━━━━━ THE DATA

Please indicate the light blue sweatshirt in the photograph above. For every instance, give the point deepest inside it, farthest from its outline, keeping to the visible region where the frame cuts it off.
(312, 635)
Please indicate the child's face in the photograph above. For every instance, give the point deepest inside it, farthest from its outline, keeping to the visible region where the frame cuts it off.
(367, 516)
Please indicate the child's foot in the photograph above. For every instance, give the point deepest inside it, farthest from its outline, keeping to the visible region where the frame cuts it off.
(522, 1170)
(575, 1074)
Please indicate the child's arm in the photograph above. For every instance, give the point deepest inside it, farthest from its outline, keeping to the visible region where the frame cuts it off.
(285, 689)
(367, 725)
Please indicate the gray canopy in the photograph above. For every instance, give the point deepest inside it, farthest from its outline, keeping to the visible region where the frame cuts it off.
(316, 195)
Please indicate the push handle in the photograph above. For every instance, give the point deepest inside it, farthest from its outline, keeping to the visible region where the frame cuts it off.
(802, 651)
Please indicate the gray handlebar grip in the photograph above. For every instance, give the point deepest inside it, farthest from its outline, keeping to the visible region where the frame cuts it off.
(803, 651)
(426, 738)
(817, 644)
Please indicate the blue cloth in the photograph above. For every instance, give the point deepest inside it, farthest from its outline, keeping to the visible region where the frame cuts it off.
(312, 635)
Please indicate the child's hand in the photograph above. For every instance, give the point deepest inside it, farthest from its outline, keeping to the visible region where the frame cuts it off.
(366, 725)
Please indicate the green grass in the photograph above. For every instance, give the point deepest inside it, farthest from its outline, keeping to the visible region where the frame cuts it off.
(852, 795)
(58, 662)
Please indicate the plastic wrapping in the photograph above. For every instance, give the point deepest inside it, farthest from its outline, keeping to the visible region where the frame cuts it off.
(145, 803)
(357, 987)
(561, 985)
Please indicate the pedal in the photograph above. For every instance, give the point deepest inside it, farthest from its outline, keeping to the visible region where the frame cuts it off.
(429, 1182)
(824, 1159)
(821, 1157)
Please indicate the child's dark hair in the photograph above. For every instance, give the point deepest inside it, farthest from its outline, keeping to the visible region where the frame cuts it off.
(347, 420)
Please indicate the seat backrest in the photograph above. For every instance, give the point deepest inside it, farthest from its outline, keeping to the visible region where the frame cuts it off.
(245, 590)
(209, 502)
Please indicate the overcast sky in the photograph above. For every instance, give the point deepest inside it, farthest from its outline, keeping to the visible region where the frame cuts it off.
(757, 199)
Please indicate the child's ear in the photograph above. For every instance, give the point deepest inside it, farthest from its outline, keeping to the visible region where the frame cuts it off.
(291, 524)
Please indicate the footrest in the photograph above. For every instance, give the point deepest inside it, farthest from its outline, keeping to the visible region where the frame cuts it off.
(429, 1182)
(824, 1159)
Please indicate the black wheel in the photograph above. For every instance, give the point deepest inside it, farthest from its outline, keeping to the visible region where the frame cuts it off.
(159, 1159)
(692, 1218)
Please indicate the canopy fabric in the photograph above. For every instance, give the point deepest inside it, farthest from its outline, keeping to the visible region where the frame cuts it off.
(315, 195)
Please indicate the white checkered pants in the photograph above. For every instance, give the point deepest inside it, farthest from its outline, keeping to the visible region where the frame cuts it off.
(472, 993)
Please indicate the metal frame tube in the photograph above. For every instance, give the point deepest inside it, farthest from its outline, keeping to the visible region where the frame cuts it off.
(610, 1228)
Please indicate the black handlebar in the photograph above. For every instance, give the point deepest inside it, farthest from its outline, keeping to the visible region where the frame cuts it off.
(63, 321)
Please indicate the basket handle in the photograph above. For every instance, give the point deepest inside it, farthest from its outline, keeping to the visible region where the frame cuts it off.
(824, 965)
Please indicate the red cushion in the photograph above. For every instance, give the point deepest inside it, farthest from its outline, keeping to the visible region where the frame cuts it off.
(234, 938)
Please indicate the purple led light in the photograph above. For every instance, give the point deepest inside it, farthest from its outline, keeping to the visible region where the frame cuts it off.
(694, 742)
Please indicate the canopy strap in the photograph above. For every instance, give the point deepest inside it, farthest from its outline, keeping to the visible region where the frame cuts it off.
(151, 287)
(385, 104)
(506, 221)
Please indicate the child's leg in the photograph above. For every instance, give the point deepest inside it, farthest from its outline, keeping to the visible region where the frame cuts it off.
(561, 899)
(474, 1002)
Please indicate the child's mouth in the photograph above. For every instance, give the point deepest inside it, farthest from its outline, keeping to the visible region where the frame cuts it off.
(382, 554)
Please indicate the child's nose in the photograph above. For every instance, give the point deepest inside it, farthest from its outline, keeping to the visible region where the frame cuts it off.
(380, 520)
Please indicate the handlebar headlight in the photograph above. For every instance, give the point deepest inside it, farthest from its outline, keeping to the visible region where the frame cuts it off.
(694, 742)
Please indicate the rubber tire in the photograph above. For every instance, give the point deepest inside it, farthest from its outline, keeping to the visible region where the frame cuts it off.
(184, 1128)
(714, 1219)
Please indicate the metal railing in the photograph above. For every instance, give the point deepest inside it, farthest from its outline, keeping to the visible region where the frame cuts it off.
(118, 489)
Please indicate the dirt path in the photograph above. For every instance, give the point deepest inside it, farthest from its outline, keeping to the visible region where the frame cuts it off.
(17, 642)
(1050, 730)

━━━━━━━━━━

WHAT THE EXERCISE ASKS =>
Extract all the entries word for word.

TASK SOLUTION =>
Please indicate the light blue sweatshirt in the photograph above. For every instance, give the point deepest inside it, farthest from its outline, keeping to the visible region where the frame cuts it off.
(312, 635)
Please indicate the child's face in the photograph above. For every instance, give the point deepest inside it, farthest from its outline, keeping to the visible region where the frame cuts it off.
(367, 516)
Please indicate the child's foot in the photograph above. For every instance, give the point deepest inside it, farthest from its outline, keeping to the visible region where the frame cuts it off.
(522, 1170)
(575, 1074)
Please indicate the child's arm in the photograph above. For every instance, give the point deepest inside it, farthest from its outline, keeping to the visible region where the frame cuts it off.
(285, 689)
(367, 725)
Please indicate the gray canopy in the photograph above. For every instance, give the point deepest inside it, farthest from its outline, keeping to the visible region where the frame cuts it off.
(316, 195)
Please indicate the push handle in the photograph above. For every instance, give the point deepest inside it, farthest from its outline, keeping to the visible region where the frame cuts it off.
(802, 651)
Please indicate the gray handlebar grip in the photograph above. For every instance, give the point deepest inside it, farthest from its outline, keeping to the visible region where the frame cuts it off.
(803, 651)
(426, 738)
(817, 644)
Please indicate the blue cloth in the photograph above. For every instance, give the point deepest inside it, farthest from its outline, keeping to the visible region where the frame cuts it off.
(312, 635)
Please indicate the child's hand in the photograph above. For every instance, give the point deepest inside it, farthest from its outline, keeping to the visible region where the frame cuts it off.
(366, 725)
Please indicate the green grass in the photograph above. For every instance, give the point deepest inside it, farthest from its outline, keeping to the visible region where the frame cuts it off.
(852, 795)
(58, 662)
Please indicate the plastic wrapping in the photograph above. For every instance, give the point deepest inside it, farthest from its outline, keeping to the visible region where the frame cuts it off.
(145, 803)
(357, 987)
(561, 985)
Please indicate the pedal in the photograph above. For every instance, give the point deepest inside it, farthest from its outline, keeping to the visible region where the frame cuts it off.
(429, 1182)
(824, 1159)
(821, 1157)
Please indicate the child's dark hair in the photograph above. For every instance, give the point deepest inside it, farthest from its outline, keeping to the visible region where the frame cuts it off.
(347, 420)
Please indicate the seat backrest in the photograph above. For every instance, give the point deepest inside it, farthest from its outline, keeping to the visible region where the frame cuts it off.
(245, 590)
(209, 502)
Please indicate the overcast sky in the photograph above. For every instance, give the point deepest inside it, farthest from its outline, keeping to the visible region where the frame cuts it off.
(757, 199)
Please indicate the child's ear in the photograph above. For every instance, give the point deepest inside it, farthest from its outline, keeping to the visible region where the frame cuts it off.
(291, 524)
Please indicate the footrest in the photograph above. For every instance, give the point deepest inside it, farthest from its outline, keeping to the visible region where the frame cuts it off.
(429, 1182)
(824, 1159)
Please indicate the black wheel in the photograph above. For every instance, give the point deepest inside it, farthest from its outline, keeping to the visible region where the frame cuts it off.
(159, 1159)
(692, 1218)
Please indicate the canopy fabric in the photograph above. For every instance, give the point deepest inside it, farthest from its outline, keeping to the visible region where the frame cuts it off.
(315, 195)
Please indicate the white checkered pants in the photograph above. For every instance, give the point deepest inside it, farthest from its outline, keeping to the visible region where the frame cuts it off.
(472, 993)
Please indicate the metal frame tube in the photograph above. For every instance, give the point deepest inside it, farthest from its outline, keeping to the visible region where the frame cuts it off.
(610, 1228)
Please indicate the black handlebar in the photograph above. For every instance, give the point deepest inside it, farthest from its outline, keeping to the visible region where the frame cuts it off.
(63, 321)
Please indicate the basket handle in the photograph above. For every instance, give the point deepest inside it, farthest from its outline, keeping to the visible region where the frame cuts it off.
(824, 965)
Please indicate the red cushion in the photograph above. For every instance, give the point deepest inside it, farthest from its outline, keeping to the visible region where the frame cuts it off.
(234, 938)
Please indicate the purple led light in the photograph above. For every instance, give the point deepest inside it, farthest from its outline, keeping to the visible region where the frame cuts it off.
(694, 742)
Please indicate the canopy strap in the photograph above. For every instance, give the point deepest inside it, farthest from its outline, keeping to the visible region where the frame cuts it off.
(151, 287)
(385, 104)
(506, 221)
Please indicate the child's leg in the photograph above. For every instance, give the point deepest inside it, farthest from its outline, keeping to the visible region where the frame cuts it off.
(561, 899)
(474, 1002)
Please indicate the child's mouth in the photograph above. For every instance, give the point deepest inside it, farthest from its outline, keeping to the visible region where the frame cuts it off.
(382, 554)
Please indicate the child's nose in the photograph above. For every instance, give the point deepest inside it, farthest from its outline, keeping to the visible region where the frame cuts it off.
(380, 520)
Please indicate the handlebar headlight in the photograph above. For every instance, give the point deepest inside it, farthest from its outline, keeping to the visible region where the frame cuts it off.
(694, 742)
Please indicate the rubber tire in the photograph above. For every instance, give the point deepest inside it, farthest from its outline, keeping to the visible region where the frame cuts it off.
(184, 1128)
(714, 1219)
Please indicate the metal railing in the photograph above. For every instance, give the point deepest inside it, farthest from its outline, keeping to the visible region where the frame cuts it off.
(118, 489)
Please indicate the dirt path in the photograph above. For every instance, give the point deepest inside it, farthest from its outline, keeping to the visible region where the frame cuts it off.
(17, 642)
(1050, 730)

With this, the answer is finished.